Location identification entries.
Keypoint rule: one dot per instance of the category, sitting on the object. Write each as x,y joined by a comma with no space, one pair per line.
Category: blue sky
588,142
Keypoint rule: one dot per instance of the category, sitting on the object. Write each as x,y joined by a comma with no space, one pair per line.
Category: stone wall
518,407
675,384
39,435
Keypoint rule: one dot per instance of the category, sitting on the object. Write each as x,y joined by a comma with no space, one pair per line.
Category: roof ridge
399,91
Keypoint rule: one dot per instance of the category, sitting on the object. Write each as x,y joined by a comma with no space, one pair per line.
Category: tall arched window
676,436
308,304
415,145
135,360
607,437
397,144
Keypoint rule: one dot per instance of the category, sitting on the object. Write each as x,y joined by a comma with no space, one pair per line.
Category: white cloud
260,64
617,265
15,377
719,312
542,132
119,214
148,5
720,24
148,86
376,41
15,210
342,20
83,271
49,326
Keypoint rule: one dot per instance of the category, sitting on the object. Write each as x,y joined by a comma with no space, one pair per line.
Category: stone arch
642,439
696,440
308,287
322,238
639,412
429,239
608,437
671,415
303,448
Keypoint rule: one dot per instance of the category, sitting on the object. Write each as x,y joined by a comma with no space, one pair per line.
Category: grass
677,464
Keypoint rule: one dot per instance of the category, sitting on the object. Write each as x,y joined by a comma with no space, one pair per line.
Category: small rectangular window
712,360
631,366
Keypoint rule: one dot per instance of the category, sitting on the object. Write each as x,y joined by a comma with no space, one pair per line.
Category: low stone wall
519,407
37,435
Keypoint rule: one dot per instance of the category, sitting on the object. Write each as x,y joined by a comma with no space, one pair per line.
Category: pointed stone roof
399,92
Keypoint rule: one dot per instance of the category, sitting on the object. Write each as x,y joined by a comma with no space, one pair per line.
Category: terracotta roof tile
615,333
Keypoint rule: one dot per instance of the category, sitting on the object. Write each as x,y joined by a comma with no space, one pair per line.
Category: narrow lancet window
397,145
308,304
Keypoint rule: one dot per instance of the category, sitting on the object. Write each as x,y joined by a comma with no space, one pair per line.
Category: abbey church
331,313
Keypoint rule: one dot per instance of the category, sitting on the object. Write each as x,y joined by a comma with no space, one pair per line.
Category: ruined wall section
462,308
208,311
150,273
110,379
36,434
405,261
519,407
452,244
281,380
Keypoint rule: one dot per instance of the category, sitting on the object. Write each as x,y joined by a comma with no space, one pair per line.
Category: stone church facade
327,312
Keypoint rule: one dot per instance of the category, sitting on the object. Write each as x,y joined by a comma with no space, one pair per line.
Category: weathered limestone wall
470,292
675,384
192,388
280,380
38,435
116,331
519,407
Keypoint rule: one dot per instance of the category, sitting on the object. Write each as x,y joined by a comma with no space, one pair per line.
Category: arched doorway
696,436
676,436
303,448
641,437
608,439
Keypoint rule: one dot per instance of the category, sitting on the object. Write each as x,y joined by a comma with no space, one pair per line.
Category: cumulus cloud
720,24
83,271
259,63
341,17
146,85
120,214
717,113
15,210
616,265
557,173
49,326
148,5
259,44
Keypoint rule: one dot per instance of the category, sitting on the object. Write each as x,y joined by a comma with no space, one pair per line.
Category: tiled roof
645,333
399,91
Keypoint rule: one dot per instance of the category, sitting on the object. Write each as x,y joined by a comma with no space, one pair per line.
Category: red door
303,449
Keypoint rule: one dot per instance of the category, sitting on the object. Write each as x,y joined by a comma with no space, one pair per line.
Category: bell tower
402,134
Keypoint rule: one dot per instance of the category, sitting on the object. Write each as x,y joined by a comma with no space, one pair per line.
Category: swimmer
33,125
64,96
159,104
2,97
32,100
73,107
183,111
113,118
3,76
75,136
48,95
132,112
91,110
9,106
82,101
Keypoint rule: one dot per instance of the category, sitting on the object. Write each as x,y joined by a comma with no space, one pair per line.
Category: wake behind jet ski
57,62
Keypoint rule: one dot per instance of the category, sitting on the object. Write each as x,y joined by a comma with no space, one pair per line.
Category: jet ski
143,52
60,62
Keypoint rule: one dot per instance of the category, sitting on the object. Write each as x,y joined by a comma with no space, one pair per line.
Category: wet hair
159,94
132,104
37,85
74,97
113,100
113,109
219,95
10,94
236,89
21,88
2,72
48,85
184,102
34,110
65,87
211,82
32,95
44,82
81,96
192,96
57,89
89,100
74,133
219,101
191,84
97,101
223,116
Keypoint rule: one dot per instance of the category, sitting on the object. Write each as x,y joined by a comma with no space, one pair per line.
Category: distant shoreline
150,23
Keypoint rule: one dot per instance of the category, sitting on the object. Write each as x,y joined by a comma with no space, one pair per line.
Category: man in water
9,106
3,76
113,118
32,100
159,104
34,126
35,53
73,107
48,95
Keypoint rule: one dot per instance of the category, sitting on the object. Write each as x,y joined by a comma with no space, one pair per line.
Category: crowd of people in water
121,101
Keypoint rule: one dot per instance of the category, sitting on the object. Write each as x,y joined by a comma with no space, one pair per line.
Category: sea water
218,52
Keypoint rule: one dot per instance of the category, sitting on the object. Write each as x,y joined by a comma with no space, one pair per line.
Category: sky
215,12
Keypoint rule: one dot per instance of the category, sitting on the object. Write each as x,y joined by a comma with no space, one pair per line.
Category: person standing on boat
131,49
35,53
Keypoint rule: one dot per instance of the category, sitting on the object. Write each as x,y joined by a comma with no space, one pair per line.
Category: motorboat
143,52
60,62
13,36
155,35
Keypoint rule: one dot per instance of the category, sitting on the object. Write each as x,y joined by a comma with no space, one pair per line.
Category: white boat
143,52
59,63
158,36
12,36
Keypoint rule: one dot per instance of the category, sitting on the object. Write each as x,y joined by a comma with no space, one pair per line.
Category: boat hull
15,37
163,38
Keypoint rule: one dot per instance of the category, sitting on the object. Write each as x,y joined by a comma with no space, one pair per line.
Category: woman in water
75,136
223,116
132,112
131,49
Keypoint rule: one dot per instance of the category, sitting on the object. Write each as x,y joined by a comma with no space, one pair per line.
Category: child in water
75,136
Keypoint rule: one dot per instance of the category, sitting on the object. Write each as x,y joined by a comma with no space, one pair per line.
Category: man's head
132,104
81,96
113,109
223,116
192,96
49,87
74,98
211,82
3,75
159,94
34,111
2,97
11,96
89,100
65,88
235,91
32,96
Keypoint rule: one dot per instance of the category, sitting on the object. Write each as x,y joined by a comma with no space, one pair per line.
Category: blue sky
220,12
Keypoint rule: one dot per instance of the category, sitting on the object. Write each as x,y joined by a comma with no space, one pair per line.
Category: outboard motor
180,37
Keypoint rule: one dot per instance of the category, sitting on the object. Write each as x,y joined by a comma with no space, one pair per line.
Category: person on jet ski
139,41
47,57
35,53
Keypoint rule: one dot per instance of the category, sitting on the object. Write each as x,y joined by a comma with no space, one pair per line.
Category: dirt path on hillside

EXERCISE BRIEF.
From the listing above, reproduce all the lines exactly.

ANSWER TO THE PROBLEM.
Keypoint rule: one dot per instance of the category, sitting on the object. Write each as x,y joined by a comma with no space, one pair per line.
Category: blue sky
588,142
Keypoint rule: one dot per instance of the category, sitting on the object. Write each as x,y joined by a comma with no space, one pair per line.
Category: stone wall
518,407
675,384
39,435
Keypoint rule: one dot per instance of the category, sitting on the object. Write each as x,y joined by a comma with no space, one pair per line.
Category: roof ridge
399,91
Keypoint rule: one dot per instance of the category, sitting on the object. Write each as x,y joined by a comma with no space, one pair per line.
Category: tall arched window
676,436
308,304
415,145
135,360
607,437
397,144
Keypoint rule: one dot per instance of the category, sitting on the object. Write each as x,y joined by a comma with no space, one pair per line.
Category: white cloud
260,64
617,265
15,377
719,312
542,132
119,214
148,5
720,24
148,86
376,41
15,210
342,20
83,271
49,326
Keypoint rule: one dot per instance of the category, sitting on the object. Write each as x,y joined by a comma with no space, one pair per line.
Category: stone arch
642,439
696,440
308,287
322,238
639,412
429,239
608,437
671,415
303,448
Keypoint rule: one dot per instance of the category, sitting on the object. Write each as x,y joined by a comma with no space, one pair per line.
Category: grass
677,464
Keypoint rule: one dot per instance of the category, sitting on the object. Write each as x,y joined by a comma with no space, one pair per line.
Category: small rectangular window
712,360
631,366
Keypoint rule: one dot per instance of the category, sitting on the object. Write each as x,y joined by a comma with no space, one pair per line.
Category: low stone wall
519,407
37,435
Keypoint rule: one dot per instance of the category, sitting on the object. Write each as x,y joined by a comma with no space, one pair per line.
Category: pointed stone roof
399,92
Keypoint rule: one dot per instance of the category, sitting on the object. Write each as x,y joined by a comma with no space, one pair per line.
Category: terracotta roof tile
615,333
Keypoint rule: one dot per instance of the category, sitting on the object. Write each as x,y joined by a comma with no space, one pair per line.
Category: narrow lancet window
397,145
308,304
Keypoint rule: one dot per instance of the category, sitting on the object. Write each as x,y joined by a comma with no space, one pair per line.
Category: abbey church
331,313
Keypoint rule: one dot per instance of the category, sitting on the object. Write each as x,y joined by a comma with no space, one pair per line.
Category: ruined wall section
462,308
208,311
150,273
110,379
36,434
405,261
519,407
452,244
281,380
Keypoint rule: one dot per instance of the category, sitting on the object. Write each as x,y joined by a comma with no space, one pair per line.
Category: stone church facade
327,312
Keypoint rule: one dot per instance of the category, sitting on the object. Write each as x,y joined by a comma with no space, one pair per line.
Category: weathered limestone wall
470,292
675,384
192,388
280,380
38,435
116,331
519,407
Keypoint rule: one dot per instance of the category, sitting on the object. Write each as x,y joined by a comma with no space, one pair per line.
Category: arched doorway
696,436
676,436
303,448
641,437
608,439
Keypoint rule: one dot per instance of the category, sitting on the object. Write each as x,y joined by a comma with no space, one pair per line.
Category: cumulus cloud
720,24
83,271
259,63
341,17
146,85
120,214
717,113
15,210
616,265
557,173
49,326
148,5
259,44
Keypoint rule: one dot per instance of the category, sitting on the object. Write each as x,y joined by a comma with no space, one pair per line.
Category: tiled roof
645,333
399,91
Keypoint rule: one dot per instance of the category, sitting on the object. Write each as x,y joined by a comma with no space, one pair per line.
Category: red door
303,449
Keypoint rule: one dot per instance of the category, sitting on the object. Write each as x,y joined by a comma with no space, one pair per line.
Category: bell tower
402,134
Keypoint rule: one dot per instance of the category, sitting on the object. Write each as x,y joined by a comma with no space, one pair per line.
Category: swimmer
33,125
64,96
159,104
2,97
32,100
73,107
183,111
113,118
3,76
75,136
48,95
132,112
91,110
9,106
82,101
Keypoint rule: one dot per instance of the category, sitting on the object. Write each as x,y joined by a comma with no space, one pair per line.
Category: wake behind jet ski
57,62
Keypoint rule: one dot per instance of the category, sitting on the object. Write each as x,y joined by a comma with no space, one pair per line.
Category: jet ski
143,52
60,62
Keypoint rule: one dot per instance of the category, sitting on the object. Write each as x,y joined by a comma with no space, one pair per line.
Category: wet hair
159,94
132,104
37,85
74,97
113,100
113,109
219,95
10,94
236,89
21,88
2,72
48,85
184,102
34,110
65,87
211,82
32,95
44,82
81,96
192,96
57,89
89,100
74,133
219,101
191,84
97,101
223,116
Keypoint rule: one dot per instance of the category, sitting on the object. Write each as x,y joined by a comma with no space, one pair per line.
Category: distant shoreline
150,23
Keypoint rule: one dot per instance of the category, sitting on the object. Write each as x,y joined by a comma with no space, one pair per line.
Category: man in water
9,106
3,76
113,118
32,100
159,104
34,126
35,53
73,107
48,95
Keypoint rule: one dot per instance of the category, sitting on the object. Write each as x,y joined by a comma with no space, one pair per line.
Category: crowd of people in water
121,101
Keypoint rule: one dot per instance of the category, sitting on the object. Write each as x,y joined by a comma with no space, one pair per line.
Category: sea water
218,52
Keypoint rule: one dot per instance of the category, sitting on the object. Write each as x,y joined by a comma with no space, one pair per line.
Category: sky
215,12
Keypoint rule: one dot per instance of the category, sitting on the object. Write each as x,y joined by a comma with no space, one pair per line.
Category: person standing on boat
131,49
35,53
Keypoint rule: one dot per instance of the category, sitting on the object. Write each as x,y joined by a comma with no space, one pair per line.
Category: motorboat
143,52
60,62
13,36
155,35
Keypoint rule: one dot per instance of the category, sitting on the object. Write each as x,y joined by a comma with no space, one pair per line.
Category: white boat
143,52
59,63
158,36
12,36
Keypoint rule: one dot per instance of the category, sitting on the object. Write each as x,y joined by a comma with no space, one pair per line.
Category: boat hull
15,37
163,38
Keypoint rule: one dot per instance of the category, sitting on the object. Write each as x,y joined by a comma with no space, one pair per line.
Category: woman in water
75,136
223,116
132,112
131,49
Keypoint rule: one dot per instance of the category, sitting on the object. Write each as x,y joined by a comma with no space, one pair per line.
Category: child in water
75,136
Keypoint rule: one dot per instance of the category, sitting on the object. Write each as x,y joined by a comma with no space, one pair per line.
Category: man's head
132,104
81,96
113,109
223,116
192,96
49,87
74,98
211,82
3,75
159,94
34,111
2,97
11,96
89,100
65,88
235,91
32,96
Keypoint rule: one dot per instance of the category, sitting on the object. Write each as x,y joined by a comma with no space, one pair per line.
Category: blue sky
220,12
Keypoint rule: one dot per instance of the category, sitting on the object. Write each as x,y joined by a comma with no space, one pair per line.
Category: outboard motor
180,37
Keypoint rule: one dot per instance of the category, sitting on the object. Write each as x,y joined by a comma with no space, one pair per line.
Category: person on jet ski
139,41
47,57
35,53
Keypoint rule: one dot per instance of the category, sitting on the object. Write each as x,y joined by a comma with no space, one pair per line.
Category: dirt path on hillside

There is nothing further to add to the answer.